***** STUDY TEXT *****

Platform Health Check

Use this skill to verify the complete health of the nemotron-v3 platform. Don't mark health checks complete until ALL services are healthy.

Quick Health Check

Run these commands in sequence. ALL must pass before declaring the platform healthy:

bash

# 1. Docker Compose services - ALL should be "Up" and "healthy"
docker compose -f docker-compose.prod.yml ps --format "table {{.Name}}\t{{.Status}}\t{{.Health}}"

# 2. Prometheus targets - ALL should show health: "up"
curl -s localhost:9090/api/v1/targets 2>/dev/null | jq -r '.data.activeTargets[] | "\(.labels.job): \(.health)"' | sort

# 3. API health endpoint
curl -s localhost:8000/api/health | jq

# 4. Redis connectivity
docker compose -f docker-compose.prod.yml exec -T redis redis-cli ping

# 5. PostgreSQL connectivity
docker compose -f docker-compose.prod.yml exec -T postgres pg_isready

Healthy State Definition

The platform is HEALTHY when ALL of the following are true:

Component	Healthy State
Docker Compose	All services: `Up`, `healthy` or `running`
Prometheus	All targets: `health: "up"`
API	`/api/health` returns `{"status": "healthy"}`
Redis	`PONG` response
PostgreSQL	`accepting connections`
GPU Services	YOLO26, Nemotron responding (if deployed)

Troubleshooting Workflow

If any check fails, follow this sequence:

1. Service Not Running

bash

# Check logs for the failing service
docker compose -f docker-compose.prod.yml logs --tail=100 <service-name>

# Restart the specific service
docker compose -f docker-compose.prod.yml restart <service-name>

# Re-verify
docker compose -f docker-compose.prod.yml ps

2. Prometheus Target Down

bash

# Check which targets are down
curl -s localhost:9090/api/v1/targets | jq '.data.activeTargets[] | select(.health != "up") | {job: .labels.job, lastError: .lastError}'

# Common fixes:
# - Service not exposing metrics: check if /metrics endpoint exists
# - Wrong port in prometheus.yml: verify port matches service
# - Network issue: check if prometheus can reach the service

3. API Health Failing

bash

# Check API logs
docker compose -f docker-compose.prod.yml logs --tail=100 backend

# Check if API container is running
docker compose -f docker-compose.prod.yml ps backend

# Check API dependencies (Redis, Postgres)

*****

*EXERCISE*. Rewrite the health check guide starting with "The platform is" and going on through "responding (if deployed)", substituting "GPU Workers" for "GPU Services".

***** DATA BLOCK *****

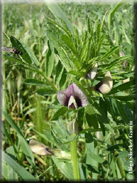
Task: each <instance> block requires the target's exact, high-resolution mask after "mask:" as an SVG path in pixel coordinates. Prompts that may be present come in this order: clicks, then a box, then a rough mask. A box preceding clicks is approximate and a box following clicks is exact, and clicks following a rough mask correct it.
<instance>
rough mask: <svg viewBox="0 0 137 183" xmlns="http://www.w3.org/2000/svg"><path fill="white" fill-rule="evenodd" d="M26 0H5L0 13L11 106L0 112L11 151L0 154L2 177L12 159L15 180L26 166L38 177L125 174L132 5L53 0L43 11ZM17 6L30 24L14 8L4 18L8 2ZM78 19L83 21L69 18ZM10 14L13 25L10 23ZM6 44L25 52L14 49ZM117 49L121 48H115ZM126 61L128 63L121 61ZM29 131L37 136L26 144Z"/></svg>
mask: <svg viewBox="0 0 137 183" xmlns="http://www.w3.org/2000/svg"><path fill="white" fill-rule="evenodd" d="M24 6H27V5H24ZM24 6H23V8H22V6H19V5H17V6H9V7H8V6H5V8H6V9H7V10H6V12H7V14H5V16H4V17H5V19H4V21H3V22H4V24H5V28H4V31H3V32H4V36H3V40H4V42H3V46H5V47H6V46H7V47H6V50H5V51H6V52H7V51H8V54H7V53H6V52H3V58H4V62H3V68H4V70H3V73H4V74H3V76H4V77H3V81H4V82H3V83H4V87H3V99H4V101H3V106H4V107H3V108H4V109H5V111H8V112H6V113H3V115H4V123H3V126H2V127H3V134H4V137H5V141H4V142H3V144H4V147H3V149H4V151H5V154H6V155H8V154H10V155H11V156H5V158H6V159H5V160H4V161H5V162H4V171H3V177H4V180H8V178H7V174H6V172H10V171H7V169H8V170H11V169H10V167H12V168H13V170H15V172H16V173H17V174H18V177H17V178H18V179H19V180H22V179H23V180H26V176H24V172H26V169H27V172H29V173H30V175H33V176H34V179H35V177H38V178H39V180H42V181H45V180H52V181H53V180H57V181H58V180H69V181H71V180H86V181H88V180H91V181H92V180H98V181H100V180H104V181H110V180H126V173H127V166H128V165H127V163H128V155H127V153H128V140H129V139H128V129H129V125H128V124H129V121H131V120H133V119H134V107H133V106H134V97H135V87H134V74H133V73H134V70H132V68H134V63H133V60H134V59H133V48H132V44H131V43H133V41H132V39H131V37H132V36H131V31H129V30H130V27H131V22H132V21H131V5H130V6H129V5H128V4H127V5H122V3H119V4H118V5H116V6H115V5H114V8H113V9H112V6H109V5H106V6H105V8H104V6H102V5H97V6H96V5H93V4H91V7H92V8H91V7H90V6H89V4H86V3H85V4H84V5H78V4H77V3H76V4H75V3H72V4H69V11H68V4H65V3H64V4H60V5H59V6H58V5H57V4H54V3H53V4H47V6H43V5H42V6H43V8H42V9H41V11H39V10H40V9H39V7H38V6H37V8H36V7H35V6H34V5H33V6H32V9H33V8H34V10H35V11H27V12H26V13H24V10H25V8H24ZM83 6H84V8H83ZM122 6H127V7H124V8H126V9H127V12H128V14H129V15H130V16H129V18H128V19H126V18H125V16H126V14H124V15H123V14H122V11H121V9H122V8H123V7H122ZM60 7H61V8H62V9H64V10H65V12H66V13H67V16H66V15H65V13H62V9H61V8H60ZM18 8H19V10H22V11H23V16H24V17H23V18H24V19H25V20H26V21H25V22H29V25H30V23H31V25H32V29H31V31H30V26H28V25H27V27H25V24H24V23H23V21H22V20H21V19H22V16H13V17H12V14H13V15H14V13H12V12H11V14H10V18H7V17H9V10H12V11H13V12H19V15H20V14H21V13H20V12H21V11H15V10H16V9H18ZM120 8H121V9H120ZM26 9H27V8H26ZM98 9H100V11H99V12H98ZM70 10H71V11H70ZM28 12H31V13H32V14H31V18H32V20H30V13H28ZM39 12H42V13H41V15H42V16H43V19H42V22H41V21H39V18H38V17H39ZM85 12H86V14H85ZM115 12H116V13H115ZM51 13H52V14H51ZM27 15H28V16H27ZM47 15H48V16H47ZM53 15H55V18H54V17H53ZM81 15H82V16H81ZM85 15H86V16H85ZM84 16H85V17H84ZM123 16H124V18H123ZM14 17H16V18H14ZM46 17H48V18H46ZM69 20H71V22H70V21H69ZM76 20H77V21H80V23H81V25H83V26H84V29H81V28H80V27H79V28H78V27H77V25H74V24H75V23H74V22H75V21H76ZM102 20H103V21H102ZM11 22H13V25H15V26H11V28H10V29H9V28H8V27H9V25H10V23H11ZM19 25H20V26H21V27H20V26H19ZM72 25H74V26H75V27H74V26H72ZM110 28H111V29H110ZM79 29H81V30H79ZM9 30H10V31H9ZM33 30H34V32H33ZM110 30H111V31H110ZM24 32H25V34H24ZM16 33H18V34H16ZM32 33H34V34H33V35H32ZM19 34H20V35H19ZM5 35H6V39H5ZM9 35H12V36H9ZM7 38H9V39H7ZM130 39H131V41H130ZM114 40H115V41H114ZM10 44H12V47H13V48H15V49H16V50H19V51H21V53H22V54H21V55H20V54H14V51H15V50H13V49H11V46H10ZM44 47H46V51H44V52H43V53H42V51H43V48H44ZM7 48H8V50H7ZM9 48H10V50H9ZM121 50H122V51H123V53H124V54H125V55H122V56H121V55H119V53H120V51H121ZM12 53H13V54H12ZM15 53H18V52H15ZM123 61H127V62H128V63H129V66H128V67H126V66H125V67H126V69H123V68H122V67H121V66H122V64H123ZM102 73H103V74H104V76H102ZM127 78H128V80H127V81H128V82H125V79H127ZM127 89H128V92H127V93H126V95H125V91H127ZM16 92H17V93H16ZM8 113H9V114H8ZM10 116H11V117H10ZM11 118H12V119H14V120H15V121H14V120H12V119H11ZM30 137H31V138H33V137H34V139H38V141H36V140H33V139H32V140H30V143H29V145H28V143H27V142H26V138H30ZM125 139H126V140H125ZM40 142H42V143H40ZM32 152H34V153H35V154H33V153H32ZM7 153H8V154H7ZM43 156H45V157H43ZM12 157H13V158H14V162H13V161H11V162H10V163H9V160H11V159H12V160H13V158H12ZM34 157H35V158H34ZM15 161H16V162H19V164H20V166H22V167H24V170H25V171H24V172H22V171H19V170H17V169H18V168H16V163H15ZM35 162H36V163H35ZM9 166H10V167H9ZM5 170H6V171H5ZM13 170H12V172H13V176H14V173H15V172H14V171H13ZM19 175H20V176H21V178H20V176H19ZM25 175H27V174H25ZM30 175H29V176H28V179H29V180H31V178H32V176H30ZM24 178H25V179H24Z"/></svg>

*****

*RESPONSE*.
The platform is HEALTHY when ALL of the following are true:

Component	Healthy State
Docker Compose	All services: `Up`, `healthy` or `running`
Prometheus	All targets: `health: "up"`
API	`/api/health` returns `{"status": "healthy"}`
Redis	`PONG` response
PostgreSQL	`accepting connections`
GPU Workers	YOLO26, Nemotron responding (if deployed)